━━━━━ Documento
# Forum Argomenti di discussione Diritto Societario  srl senza dipendenti

## terry12

Salve, una srl senza dipendenti e con un amministratore unico ha iniziato a ritirare merce, mi chiedo:
- basta l'amministratore per permettere alla società di svolgere la propria attività o è necessario assumere qualcuno?
 - i vari documenti ,tipo ddt o fatture, possono essere firmati solo dall'amministratore o può firmare anche un socio?
Grazie

----------


## danilo sciuto

1) occorre assumere qualcuno, oppure dichiarare che un socio/amministratore lavori nell'azienda e fargli pagare i contributi Ivs;
2) Un socio non è nessuno, per i terzi.

----------


## terry12

Grazie. l'amministratore deve, dunque, essere assunto dalla società? questi risulterà iscritto in due gestioni Inps, quella separata come amministratore e quella commercianti?
MA per un amministratore unico di può parlare di lavoro subordinato, in quanto non esiste un vero e proprio vincolo di subordinazione?

----------


## Enrico Larocca

L'amministratore unico non può assumere la qualitá di dipendente per carenza del vincolo di subordinazione.
━━━━━━━━━━
▶ _Consegna a_:
Trascrivi senza alcuna modifica il passo della discussione sulla srl senza dipendenti che comincia con "# Forum Argomenti" e prosegue fino a "necessario assumere qualcuno?".
La discussione e l'elenco non hanno alcun legame tra loro.
━━━━━ Elenco fornito
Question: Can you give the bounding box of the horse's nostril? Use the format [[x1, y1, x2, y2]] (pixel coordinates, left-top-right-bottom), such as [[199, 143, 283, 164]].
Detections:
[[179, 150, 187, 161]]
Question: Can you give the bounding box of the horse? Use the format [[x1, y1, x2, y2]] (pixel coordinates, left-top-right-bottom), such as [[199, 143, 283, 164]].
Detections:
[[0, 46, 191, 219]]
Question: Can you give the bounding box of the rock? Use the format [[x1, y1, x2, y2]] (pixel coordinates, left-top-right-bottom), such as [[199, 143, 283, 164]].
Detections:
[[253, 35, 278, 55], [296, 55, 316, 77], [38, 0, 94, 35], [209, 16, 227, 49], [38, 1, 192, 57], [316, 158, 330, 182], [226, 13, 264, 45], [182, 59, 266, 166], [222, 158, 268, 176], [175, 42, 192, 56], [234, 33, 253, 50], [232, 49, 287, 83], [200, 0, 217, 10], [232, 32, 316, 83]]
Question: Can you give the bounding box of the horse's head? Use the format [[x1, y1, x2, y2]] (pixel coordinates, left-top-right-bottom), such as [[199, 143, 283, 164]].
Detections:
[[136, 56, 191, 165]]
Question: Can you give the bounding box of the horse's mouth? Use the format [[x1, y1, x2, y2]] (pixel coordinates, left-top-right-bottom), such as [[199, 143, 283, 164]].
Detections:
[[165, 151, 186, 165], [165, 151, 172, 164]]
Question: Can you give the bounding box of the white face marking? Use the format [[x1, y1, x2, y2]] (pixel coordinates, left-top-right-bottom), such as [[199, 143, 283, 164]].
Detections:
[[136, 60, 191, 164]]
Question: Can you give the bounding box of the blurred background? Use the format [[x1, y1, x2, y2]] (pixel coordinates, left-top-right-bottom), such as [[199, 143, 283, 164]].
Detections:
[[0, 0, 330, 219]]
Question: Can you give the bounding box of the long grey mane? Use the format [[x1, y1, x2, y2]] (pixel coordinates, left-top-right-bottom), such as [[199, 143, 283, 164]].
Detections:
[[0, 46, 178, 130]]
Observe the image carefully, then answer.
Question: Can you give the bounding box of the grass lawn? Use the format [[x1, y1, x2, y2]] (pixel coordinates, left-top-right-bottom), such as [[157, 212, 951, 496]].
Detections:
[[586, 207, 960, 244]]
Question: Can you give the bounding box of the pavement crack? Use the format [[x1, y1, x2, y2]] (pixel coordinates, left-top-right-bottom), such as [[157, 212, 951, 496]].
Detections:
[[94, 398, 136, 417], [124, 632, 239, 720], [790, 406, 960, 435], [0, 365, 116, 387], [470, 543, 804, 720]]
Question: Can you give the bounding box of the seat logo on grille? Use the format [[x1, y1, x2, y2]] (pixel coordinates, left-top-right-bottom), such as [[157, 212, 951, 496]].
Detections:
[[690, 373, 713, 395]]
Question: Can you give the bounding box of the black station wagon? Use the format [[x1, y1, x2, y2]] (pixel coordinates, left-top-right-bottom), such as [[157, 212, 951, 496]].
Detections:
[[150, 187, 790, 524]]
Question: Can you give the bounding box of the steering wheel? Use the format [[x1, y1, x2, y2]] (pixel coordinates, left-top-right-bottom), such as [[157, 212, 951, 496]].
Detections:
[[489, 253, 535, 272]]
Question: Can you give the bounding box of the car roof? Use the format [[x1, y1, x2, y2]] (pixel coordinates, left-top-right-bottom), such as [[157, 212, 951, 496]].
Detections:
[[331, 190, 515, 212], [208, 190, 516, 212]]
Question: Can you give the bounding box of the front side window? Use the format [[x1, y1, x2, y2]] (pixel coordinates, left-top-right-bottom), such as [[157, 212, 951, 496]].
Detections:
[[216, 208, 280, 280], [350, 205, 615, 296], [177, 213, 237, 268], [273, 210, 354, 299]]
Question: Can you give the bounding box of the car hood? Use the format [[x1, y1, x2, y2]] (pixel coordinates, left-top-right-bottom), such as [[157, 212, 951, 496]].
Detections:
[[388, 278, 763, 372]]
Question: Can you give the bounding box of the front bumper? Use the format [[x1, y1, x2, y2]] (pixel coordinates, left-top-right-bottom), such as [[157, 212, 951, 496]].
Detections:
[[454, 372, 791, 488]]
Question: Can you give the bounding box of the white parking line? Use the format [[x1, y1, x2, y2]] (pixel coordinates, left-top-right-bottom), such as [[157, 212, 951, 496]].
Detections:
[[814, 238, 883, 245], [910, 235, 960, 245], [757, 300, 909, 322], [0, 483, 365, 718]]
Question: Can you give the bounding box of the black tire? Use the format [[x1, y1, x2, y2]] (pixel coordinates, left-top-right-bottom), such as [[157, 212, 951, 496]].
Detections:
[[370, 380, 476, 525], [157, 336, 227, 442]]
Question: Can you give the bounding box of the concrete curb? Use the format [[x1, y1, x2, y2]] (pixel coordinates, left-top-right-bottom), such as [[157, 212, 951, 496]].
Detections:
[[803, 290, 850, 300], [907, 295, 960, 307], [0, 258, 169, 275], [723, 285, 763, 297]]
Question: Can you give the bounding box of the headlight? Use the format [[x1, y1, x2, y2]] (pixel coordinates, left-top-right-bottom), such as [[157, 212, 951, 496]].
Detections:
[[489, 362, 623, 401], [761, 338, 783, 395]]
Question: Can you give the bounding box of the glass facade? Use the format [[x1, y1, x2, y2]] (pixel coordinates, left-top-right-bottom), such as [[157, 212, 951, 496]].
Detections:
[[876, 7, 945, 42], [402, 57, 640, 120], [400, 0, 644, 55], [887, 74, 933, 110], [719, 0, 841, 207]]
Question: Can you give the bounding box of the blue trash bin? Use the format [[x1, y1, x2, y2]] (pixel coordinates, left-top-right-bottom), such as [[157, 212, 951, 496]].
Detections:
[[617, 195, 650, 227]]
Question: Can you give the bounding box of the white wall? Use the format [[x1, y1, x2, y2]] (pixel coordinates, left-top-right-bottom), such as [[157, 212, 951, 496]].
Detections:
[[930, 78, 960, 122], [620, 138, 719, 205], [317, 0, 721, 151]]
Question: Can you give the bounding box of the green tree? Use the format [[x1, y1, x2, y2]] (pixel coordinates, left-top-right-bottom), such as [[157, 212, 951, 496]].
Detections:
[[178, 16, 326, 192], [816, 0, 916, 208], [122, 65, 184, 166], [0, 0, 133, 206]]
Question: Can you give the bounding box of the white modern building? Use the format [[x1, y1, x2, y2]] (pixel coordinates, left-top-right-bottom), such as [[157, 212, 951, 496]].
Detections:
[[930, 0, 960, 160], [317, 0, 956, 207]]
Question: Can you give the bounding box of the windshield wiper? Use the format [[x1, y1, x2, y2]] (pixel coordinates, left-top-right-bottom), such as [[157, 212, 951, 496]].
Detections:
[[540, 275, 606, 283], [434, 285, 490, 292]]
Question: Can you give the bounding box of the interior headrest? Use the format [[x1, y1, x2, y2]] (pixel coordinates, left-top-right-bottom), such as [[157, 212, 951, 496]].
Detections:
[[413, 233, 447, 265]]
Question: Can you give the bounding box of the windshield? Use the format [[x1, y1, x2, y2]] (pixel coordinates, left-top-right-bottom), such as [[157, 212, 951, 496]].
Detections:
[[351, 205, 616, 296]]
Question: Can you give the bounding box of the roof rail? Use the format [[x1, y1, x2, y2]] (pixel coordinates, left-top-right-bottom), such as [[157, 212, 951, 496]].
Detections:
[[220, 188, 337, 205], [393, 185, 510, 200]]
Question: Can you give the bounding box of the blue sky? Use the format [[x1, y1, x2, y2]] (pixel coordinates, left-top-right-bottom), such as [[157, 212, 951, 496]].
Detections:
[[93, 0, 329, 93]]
━━━━━━━━━━
▶ _Consegna b_:
Inserisci in una tabella Markdown con le colonne Numero e Riga le righe dell'elenco che partono dalla riga contenente "Question: Can you give the bounding box of the blurred" e proseguono fino alla riga contenente "[[0, 0, 330, 219]]", entrambe incluse. Tralascia le righe vuote.

▶ _Soluzione a_:
# Forum Argomenti di discussione Diritto Societario  srl senza dipendenti

## terry12

Salve, una srl senza dipendenti e con un amministratore unico ha iniziato a ritirare merce, mi chiedo:
- basta l'amministratore per permettere alla società di svolgere la propria attività o è necessario assumere qualcuno?

▶ _Soluzione b_:
| Numero | Riga |
|---|---|
| 1 | Question: Can you give the bounding box of the blurred background? Use the format [[x1, y1, x2, y2]] (pixel coordinates, left-top-right-bottom), such as [[199, 143, 283, 164]]. |
| 2 | Detections: |
| 3 | [[0, 0, 330, 219]] |